(Stated task):
From the records below, keep only the lines containing the word "label" and copy each of them unchanged.

(Supplied material):
--

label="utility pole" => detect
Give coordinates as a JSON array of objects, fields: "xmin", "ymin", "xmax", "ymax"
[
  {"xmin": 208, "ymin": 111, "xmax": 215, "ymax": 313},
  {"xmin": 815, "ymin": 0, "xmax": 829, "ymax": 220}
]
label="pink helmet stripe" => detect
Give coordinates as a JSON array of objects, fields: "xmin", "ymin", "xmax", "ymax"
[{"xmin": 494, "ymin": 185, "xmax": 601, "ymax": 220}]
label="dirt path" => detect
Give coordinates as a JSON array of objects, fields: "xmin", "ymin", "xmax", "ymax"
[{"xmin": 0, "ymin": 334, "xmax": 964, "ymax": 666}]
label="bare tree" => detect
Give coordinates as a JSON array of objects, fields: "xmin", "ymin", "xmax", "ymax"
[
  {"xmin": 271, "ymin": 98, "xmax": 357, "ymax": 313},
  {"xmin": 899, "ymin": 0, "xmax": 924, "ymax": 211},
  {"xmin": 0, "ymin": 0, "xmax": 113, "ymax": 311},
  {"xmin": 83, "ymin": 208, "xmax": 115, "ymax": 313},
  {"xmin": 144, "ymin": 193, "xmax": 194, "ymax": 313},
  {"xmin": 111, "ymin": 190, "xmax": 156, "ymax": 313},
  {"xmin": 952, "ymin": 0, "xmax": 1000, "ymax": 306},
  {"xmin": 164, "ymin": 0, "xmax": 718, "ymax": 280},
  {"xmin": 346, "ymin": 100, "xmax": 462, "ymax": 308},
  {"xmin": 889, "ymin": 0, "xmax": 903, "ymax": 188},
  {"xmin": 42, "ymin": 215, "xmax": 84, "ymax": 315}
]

--

(Result of the task):
label="utility pole" => detect
label="pink helmet stripe" => detect
label="dirt path" => detect
label="bare tree" => detect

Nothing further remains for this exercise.